▸ Excerpt provided
◇ ◇ ◇ ◇
When two people cannot resolve a disagreement for themselves, they need a third person to get involved. And in the escalation from a friendly nudge up to the judicial system, mediation is the first formal step.
And, since conflict is common in organisations, it’s as well to understand what mediation can and cannot offer, when to use it, and how to make it effective.
Kenneth Thomas gained his BA from Pomona College in 1968, quickly becoming a research Fellow at Harvard for a year. He then started a PhD in Administrative Sciences at Purdue University, whilst holding a junior teaching position at University of California, Los Angeles. It was at UCLA, that Thomas met Ralph Kilmann, who joined the doctoral program.
Ken Thomas stayed at UCLA until 1977. He then went on to hold a series of academic appointments; Temple University (1977-81), University of Pittsburg (where Kilmann was then teaching) from 1981-6, and then the US Naval Postgraduate School. He retired from academic work in 2004.
◇ ◇ ◇ ◇
▸ Dataset extract
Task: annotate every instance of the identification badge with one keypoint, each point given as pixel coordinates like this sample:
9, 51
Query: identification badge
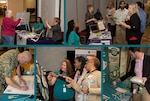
◇ ◇ ◇ ◇
▸ Work required
According to the text on mediation and Kenneth Thomas, where did Thomas meet Ralph Kilmann?

▸ Solution to this problem
At the University of California, Los Angeles (UCLA)